[Position identification records]
>> begin

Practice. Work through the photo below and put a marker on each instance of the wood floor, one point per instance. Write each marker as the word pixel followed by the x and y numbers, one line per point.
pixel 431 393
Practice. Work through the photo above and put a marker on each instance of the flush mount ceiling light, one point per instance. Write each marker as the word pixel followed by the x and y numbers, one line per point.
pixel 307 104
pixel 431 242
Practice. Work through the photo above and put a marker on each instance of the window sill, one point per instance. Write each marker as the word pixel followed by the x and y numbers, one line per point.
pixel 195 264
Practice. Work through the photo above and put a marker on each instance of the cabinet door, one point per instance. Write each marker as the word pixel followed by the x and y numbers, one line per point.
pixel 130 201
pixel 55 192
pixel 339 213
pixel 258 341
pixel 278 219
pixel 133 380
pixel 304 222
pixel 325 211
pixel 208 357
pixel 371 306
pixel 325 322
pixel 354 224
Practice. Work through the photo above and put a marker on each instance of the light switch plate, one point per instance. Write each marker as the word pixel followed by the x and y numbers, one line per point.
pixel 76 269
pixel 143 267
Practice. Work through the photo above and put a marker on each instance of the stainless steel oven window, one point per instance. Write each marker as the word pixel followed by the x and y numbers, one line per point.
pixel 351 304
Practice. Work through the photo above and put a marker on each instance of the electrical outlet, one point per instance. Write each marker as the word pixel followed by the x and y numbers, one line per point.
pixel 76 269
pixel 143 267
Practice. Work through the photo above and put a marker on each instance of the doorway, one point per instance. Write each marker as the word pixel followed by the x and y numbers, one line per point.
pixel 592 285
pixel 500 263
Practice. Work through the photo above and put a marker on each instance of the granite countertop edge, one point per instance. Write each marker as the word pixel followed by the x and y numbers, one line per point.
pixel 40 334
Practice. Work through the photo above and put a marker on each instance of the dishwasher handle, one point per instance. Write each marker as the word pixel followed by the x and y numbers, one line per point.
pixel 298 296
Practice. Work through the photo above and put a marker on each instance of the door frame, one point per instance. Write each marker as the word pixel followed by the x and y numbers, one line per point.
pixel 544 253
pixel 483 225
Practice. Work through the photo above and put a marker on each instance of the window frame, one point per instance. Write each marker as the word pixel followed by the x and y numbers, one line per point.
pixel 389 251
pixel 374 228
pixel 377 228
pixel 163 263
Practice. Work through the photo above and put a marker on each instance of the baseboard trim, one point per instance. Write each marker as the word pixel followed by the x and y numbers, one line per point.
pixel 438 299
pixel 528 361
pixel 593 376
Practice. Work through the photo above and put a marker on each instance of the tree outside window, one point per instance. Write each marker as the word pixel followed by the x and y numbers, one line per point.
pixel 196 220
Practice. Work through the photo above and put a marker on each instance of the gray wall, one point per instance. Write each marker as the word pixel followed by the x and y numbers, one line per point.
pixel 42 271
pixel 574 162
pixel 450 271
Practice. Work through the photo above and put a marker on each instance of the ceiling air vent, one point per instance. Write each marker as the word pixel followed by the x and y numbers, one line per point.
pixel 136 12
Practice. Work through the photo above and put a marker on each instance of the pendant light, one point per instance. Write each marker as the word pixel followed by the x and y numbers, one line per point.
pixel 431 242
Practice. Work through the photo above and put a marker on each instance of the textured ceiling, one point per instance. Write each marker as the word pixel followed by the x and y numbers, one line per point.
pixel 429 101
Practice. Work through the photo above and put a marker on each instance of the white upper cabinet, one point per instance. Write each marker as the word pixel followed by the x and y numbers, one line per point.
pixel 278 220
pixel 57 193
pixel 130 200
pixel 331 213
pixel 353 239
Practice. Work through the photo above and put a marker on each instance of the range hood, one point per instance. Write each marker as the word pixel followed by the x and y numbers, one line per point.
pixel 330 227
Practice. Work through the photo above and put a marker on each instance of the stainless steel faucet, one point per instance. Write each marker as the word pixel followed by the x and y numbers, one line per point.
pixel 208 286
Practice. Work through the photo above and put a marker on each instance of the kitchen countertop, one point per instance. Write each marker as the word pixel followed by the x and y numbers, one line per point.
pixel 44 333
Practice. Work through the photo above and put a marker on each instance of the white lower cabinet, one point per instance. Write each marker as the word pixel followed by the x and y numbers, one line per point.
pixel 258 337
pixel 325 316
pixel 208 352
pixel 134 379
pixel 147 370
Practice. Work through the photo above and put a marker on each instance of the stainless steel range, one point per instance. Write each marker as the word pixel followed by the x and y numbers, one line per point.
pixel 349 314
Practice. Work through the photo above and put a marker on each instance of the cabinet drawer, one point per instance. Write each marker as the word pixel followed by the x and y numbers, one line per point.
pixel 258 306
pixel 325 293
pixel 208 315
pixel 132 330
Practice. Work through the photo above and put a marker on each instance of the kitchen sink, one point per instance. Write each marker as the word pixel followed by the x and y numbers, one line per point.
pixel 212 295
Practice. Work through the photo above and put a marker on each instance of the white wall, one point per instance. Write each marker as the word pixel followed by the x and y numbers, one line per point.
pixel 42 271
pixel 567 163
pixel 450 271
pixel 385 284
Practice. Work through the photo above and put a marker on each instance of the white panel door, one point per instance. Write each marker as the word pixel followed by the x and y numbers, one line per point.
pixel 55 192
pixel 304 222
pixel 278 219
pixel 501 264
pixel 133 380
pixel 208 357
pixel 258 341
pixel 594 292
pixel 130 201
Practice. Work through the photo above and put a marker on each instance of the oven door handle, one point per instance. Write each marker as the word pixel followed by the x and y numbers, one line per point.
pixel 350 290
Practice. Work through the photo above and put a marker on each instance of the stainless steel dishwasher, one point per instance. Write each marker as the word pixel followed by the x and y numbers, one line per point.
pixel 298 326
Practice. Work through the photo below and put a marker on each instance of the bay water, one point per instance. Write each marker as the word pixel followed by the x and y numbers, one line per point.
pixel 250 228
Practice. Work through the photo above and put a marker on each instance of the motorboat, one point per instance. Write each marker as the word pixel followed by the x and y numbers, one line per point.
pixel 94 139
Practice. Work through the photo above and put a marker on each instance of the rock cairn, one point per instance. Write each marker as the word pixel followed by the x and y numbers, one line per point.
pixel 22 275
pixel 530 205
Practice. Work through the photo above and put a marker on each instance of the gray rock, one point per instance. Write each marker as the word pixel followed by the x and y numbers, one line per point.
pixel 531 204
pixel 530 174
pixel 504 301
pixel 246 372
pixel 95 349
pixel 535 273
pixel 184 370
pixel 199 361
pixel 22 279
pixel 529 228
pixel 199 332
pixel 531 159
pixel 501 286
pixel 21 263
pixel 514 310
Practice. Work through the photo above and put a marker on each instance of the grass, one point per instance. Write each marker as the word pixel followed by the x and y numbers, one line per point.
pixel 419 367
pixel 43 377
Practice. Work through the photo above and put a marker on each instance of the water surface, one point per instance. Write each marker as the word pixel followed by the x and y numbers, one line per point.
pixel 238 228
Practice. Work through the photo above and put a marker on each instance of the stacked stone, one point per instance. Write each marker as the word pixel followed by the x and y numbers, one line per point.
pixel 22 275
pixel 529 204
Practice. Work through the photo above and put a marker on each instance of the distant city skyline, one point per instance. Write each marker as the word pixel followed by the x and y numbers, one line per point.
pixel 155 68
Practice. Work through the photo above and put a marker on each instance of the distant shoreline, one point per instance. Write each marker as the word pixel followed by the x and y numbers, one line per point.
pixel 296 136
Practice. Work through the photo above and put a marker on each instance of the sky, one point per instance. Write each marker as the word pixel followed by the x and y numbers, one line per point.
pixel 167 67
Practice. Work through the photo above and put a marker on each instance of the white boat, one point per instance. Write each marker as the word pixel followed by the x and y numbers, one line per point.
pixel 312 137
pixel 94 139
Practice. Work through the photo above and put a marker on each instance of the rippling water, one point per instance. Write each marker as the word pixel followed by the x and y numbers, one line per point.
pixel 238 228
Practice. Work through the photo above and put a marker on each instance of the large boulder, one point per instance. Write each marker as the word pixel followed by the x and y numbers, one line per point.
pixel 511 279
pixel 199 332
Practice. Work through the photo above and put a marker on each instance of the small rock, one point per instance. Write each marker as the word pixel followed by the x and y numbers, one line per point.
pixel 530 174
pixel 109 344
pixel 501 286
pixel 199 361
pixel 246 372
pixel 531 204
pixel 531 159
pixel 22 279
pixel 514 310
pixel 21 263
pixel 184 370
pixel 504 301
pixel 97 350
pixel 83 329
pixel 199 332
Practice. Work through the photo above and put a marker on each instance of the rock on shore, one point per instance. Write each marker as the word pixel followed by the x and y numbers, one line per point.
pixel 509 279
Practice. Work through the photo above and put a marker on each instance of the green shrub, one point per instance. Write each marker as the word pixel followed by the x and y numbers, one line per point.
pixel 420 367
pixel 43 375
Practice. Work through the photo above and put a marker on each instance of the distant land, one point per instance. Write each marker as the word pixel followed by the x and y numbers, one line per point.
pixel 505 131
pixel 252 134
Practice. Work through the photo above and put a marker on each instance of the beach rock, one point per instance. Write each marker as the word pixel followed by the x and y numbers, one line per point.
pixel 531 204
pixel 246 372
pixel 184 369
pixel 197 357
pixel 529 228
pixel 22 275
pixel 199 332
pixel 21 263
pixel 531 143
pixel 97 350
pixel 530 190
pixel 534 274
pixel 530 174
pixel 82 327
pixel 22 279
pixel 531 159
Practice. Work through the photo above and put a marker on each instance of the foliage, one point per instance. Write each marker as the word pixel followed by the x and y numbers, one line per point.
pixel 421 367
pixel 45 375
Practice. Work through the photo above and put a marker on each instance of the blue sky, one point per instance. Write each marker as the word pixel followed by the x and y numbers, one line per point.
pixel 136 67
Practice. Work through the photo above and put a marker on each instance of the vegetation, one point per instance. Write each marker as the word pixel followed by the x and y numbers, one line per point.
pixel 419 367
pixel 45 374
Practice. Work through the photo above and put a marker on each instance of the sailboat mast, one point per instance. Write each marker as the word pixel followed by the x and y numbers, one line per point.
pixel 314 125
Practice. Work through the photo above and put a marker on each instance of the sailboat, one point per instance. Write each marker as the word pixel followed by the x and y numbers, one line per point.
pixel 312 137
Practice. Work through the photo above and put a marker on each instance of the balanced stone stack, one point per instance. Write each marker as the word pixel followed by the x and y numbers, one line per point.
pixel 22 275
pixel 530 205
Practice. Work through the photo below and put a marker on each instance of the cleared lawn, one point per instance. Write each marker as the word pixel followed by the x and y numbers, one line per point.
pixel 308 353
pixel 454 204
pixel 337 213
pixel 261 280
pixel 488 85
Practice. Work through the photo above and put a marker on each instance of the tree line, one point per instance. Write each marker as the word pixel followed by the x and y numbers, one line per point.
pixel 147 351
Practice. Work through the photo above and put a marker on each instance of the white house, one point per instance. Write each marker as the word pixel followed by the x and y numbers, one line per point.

>> end

## THE REQUEST
Retype the lines above unchanged, starting with the line containing "sailboat mast, one" and going on through the line containing "pixel 314 125".

## CORRECT OUTPUT
Practice. Work through the photo above and put a marker on each instance of the sailboat mast, one point per instance. Write each marker as the word pixel followed by the x and y numbers, one line per point.
pixel 314 125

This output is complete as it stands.